Directions: Repeat the records below verbatim, and do not copy their pictures.
━━ Data supplied
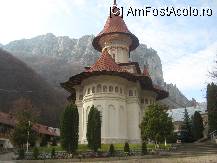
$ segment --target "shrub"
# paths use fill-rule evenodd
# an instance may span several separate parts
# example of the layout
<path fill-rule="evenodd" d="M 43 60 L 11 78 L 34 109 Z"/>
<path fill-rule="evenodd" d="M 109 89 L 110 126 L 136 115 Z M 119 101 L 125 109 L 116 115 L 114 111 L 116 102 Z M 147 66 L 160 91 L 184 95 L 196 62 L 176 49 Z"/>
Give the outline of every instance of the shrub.
<path fill-rule="evenodd" d="M 56 156 L 55 148 L 52 148 L 52 150 L 51 150 L 51 158 L 55 158 L 55 156 Z"/>
<path fill-rule="evenodd" d="M 124 152 L 127 153 L 128 155 L 129 155 L 129 153 L 130 153 L 130 146 L 129 146 L 129 143 L 128 143 L 128 142 L 126 142 L 126 143 L 124 144 Z"/>
<path fill-rule="evenodd" d="M 19 160 L 23 160 L 25 158 L 25 152 L 24 152 L 24 149 L 23 148 L 20 148 L 18 150 L 18 159 Z"/>
<path fill-rule="evenodd" d="M 115 147 L 113 144 L 111 144 L 109 147 L 109 155 L 114 156 L 114 154 L 115 154 Z"/>
<path fill-rule="evenodd" d="M 38 156 L 39 156 L 39 150 L 38 150 L 37 147 L 34 147 L 34 148 L 33 148 L 33 158 L 34 158 L 35 160 L 37 160 L 37 159 L 38 159 Z"/>
<path fill-rule="evenodd" d="M 142 142 L 142 155 L 147 154 L 147 145 L 146 142 Z"/>
<path fill-rule="evenodd" d="M 176 143 L 177 133 L 172 133 L 167 137 L 167 143 Z"/>

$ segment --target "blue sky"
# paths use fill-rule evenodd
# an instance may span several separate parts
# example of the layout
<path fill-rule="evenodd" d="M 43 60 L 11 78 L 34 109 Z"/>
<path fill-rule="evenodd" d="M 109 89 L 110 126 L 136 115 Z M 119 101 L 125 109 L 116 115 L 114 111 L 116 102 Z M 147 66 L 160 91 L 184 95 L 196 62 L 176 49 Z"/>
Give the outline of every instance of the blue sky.
<path fill-rule="evenodd" d="M 53 33 L 79 38 L 99 33 L 109 14 L 112 0 L 0 0 L 0 43 Z M 129 7 L 162 8 L 188 6 L 211 8 L 212 16 L 126 16 L 128 28 L 141 43 L 157 50 L 164 79 L 174 83 L 188 97 L 205 101 L 208 71 L 217 54 L 216 0 L 117 0 Z M 124 13 L 125 13 L 124 12 Z"/>

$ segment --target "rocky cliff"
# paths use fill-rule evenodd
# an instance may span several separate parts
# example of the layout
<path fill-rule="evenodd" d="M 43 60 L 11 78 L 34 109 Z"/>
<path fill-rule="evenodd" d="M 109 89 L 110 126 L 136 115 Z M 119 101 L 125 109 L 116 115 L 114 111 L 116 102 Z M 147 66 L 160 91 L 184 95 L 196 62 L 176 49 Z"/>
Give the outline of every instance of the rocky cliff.
<path fill-rule="evenodd" d="M 60 82 L 66 81 L 71 75 L 81 72 L 84 66 L 90 66 L 96 61 L 99 52 L 92 47 L 93 38 L 93 35 L 86 35 L 71 39 L 48 33 L 32 39 L 12 41 L 3 48 L 35 69 L 54 87 L 59 87 Z M 154 83 L 170 92 L 170 97 L 163 102 L 169 103 L 172 108 L 188 102 L 178 88 L 164 82 L 161 60 L 154 49 L 140 44 L 131 53 L 131 60 L 138 62 L 141 68 L 148 64 Z"/>

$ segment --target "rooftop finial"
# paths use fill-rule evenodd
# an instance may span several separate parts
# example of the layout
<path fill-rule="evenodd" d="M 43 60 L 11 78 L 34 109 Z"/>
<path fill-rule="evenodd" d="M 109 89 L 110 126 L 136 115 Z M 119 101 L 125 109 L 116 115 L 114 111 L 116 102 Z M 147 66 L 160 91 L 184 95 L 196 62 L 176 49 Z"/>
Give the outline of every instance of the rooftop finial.
<path fill-rule="evenodd" d="M 116 0 L 114 0 L 114 5 L 117 5 L 117 2 L 116 2 Z"/>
━━━━
Your solution:
$ segment --target "shrub"
# paths use fill-rule evenodd
# an instance may span several separate parts
# example of the layout
<path fill-rule="evenodd" d="M 43 60 L 11 78 L 34 109 Z"/>
<path fill-rule="evenodd" d="M 109 89 L 110 126 L 136 115 Z M 119 101 L 125 109 L 116 115 L 114 111 L 116 102 Z M 147 66 L 160 91 L 184 95 L 196 62 L 176 49 Z"/>
Give the outline of every instance of the shrub.
<path fill-rule="evenodd" d="M 56 156 L 55 148 L 52 148 L 52 150 L 51 150 L 51 158 L 55 158 L 55 156 Z"/>
<path fill-rule="evenodd" d="M 124 152 L 127 153 L 128 155 L 129 155 L 129 153 L 130 153 L 130 146 L 129 146 L 129 143 L 128 143 L 128 142 L 126 142 L 126 143 L 124 144 Z"/>
<path fill-rule="evenodd" d="M 19 160 L 23 160 L 25 158 L 25 152 L 24 152 L 24 149 L 23 148 L 20 148 L 18 150 L 18 159 Z"/>
<path fill-rule="evenodd" d="M 115 147 L 113 144 L 111 144 L 109 147 L 109 155 L 114 156 L 114 154 L 115 154 Z"/>
<path fill-rule="evenodd" d="M 38 156 L 39 156 L 39 150 L 38 150 L 37 147 L 34 147 L 34 148 L 33 148 L 33 158 L 34 158 L 35 160 L 37 160 L 37 159 L 38 159 Z"/>
<path fill-rule="evenodd" d="M 142 142 L 142 155 L 147 154 L 147 145 L 146 142 Z"/>
<path fill-rule="evenodd" d="M 176 143 L 177 133 L 172 133 L 167 137 L 167 143 Z"/>

$ segment --target "blue sky"
# paths use fill-rule evenodd
# an instance may span several separate parts
# example of the layout
<path fill-rule="evenodd" d="M 43 60 L 11 78 L 34 109 Z"/>
<path fill-rule="evenodd" d="M 109 89 L 110 126 L 136 115 Z M 119 101 L 125 109 L 116 115 L 114 111 L 116 102 Z M 147 66 L 160 91 L 184 95 L 196 62 L 176 49 Z"/>
Give the outline of every instance of the blue sky.
<path fill-rule="evenodd" d="M 53 33 L 79 38 L 99 33 L 109 14 L 112 0 L 0 0 L 0 43 Z M 129 7 L 162 8 L 188 6 L 211 8 L 212 16 L 126 16 L 128 28 L 141 43 L 157 50 L 164 79 L 174 83 L 188 97 L 205 101 L 208 71 L 217 54 L 216 0 L 117 0 Z M 124 13 L 125 13 L 124 12 Z"/>

$ segment --target "rocky cliff"
# paths use fill-rule evenodd
# an instance may span several separate parts
# example of the layout
<path fill-rule="evenodd" d="M 43 60 L 11 78 L 34 109 Z"/>
<path fill-rule="evenodd" d="M 109 89 L 110 126 L 136 115 Z M 119 101 L 125 109 L 116 115 L 114 111 L 116 102 Z M 147 66 L 160 91 L 184 95 L 196 62 L 176 49 Z"/>
Give the outline of every instance of the rocky cliff.
<path fill-rule="evenodd" d="M 60 82 L 66 81 L 71 75 L 81 72 L 84 66 L 90 66 L 96 61 L 99 52 L 92 47 L 93 38 L 93 35 L 86 35 L 71 39 L 48 33 L 32 39 L 12 41 L 3 48 L 35 69 L 54 87 L 59 87 Z M 154 83 L 170 92 L 170 97 L 163 102 L 169 103 L 172 108 L 188 102 L 178 88 L 164 82 L 161 60 L 154 49 L 140 44 L 131 53 L 131 60 L 138 62 L 141 68 L 148 64 Z"/>

$ segment --target "rooftop finial"
# paths use fill-rule evenodd
# an instance may span several separate parts
# example of the layout
<path fill-rule="evenodd" d="M 43 60 L 11 78 L 34 109 Z"/>
<path fill-rule="evenodd" d="M 109 89 L 110 126 L 136 115 Z M 119 101 L 125 109 L 116 115 L 114 111 L 116 102 Z M 147 66 L 160 91 L 184 95 L 196 62 L 176 49 Z"/>
Give the outline of every instance of the rooftop finial.
<path fill-rule="evenodd" d="M 116 0 L 114 0 L 114 5 L 117 5 L 117 2 L 116 2 Z"/>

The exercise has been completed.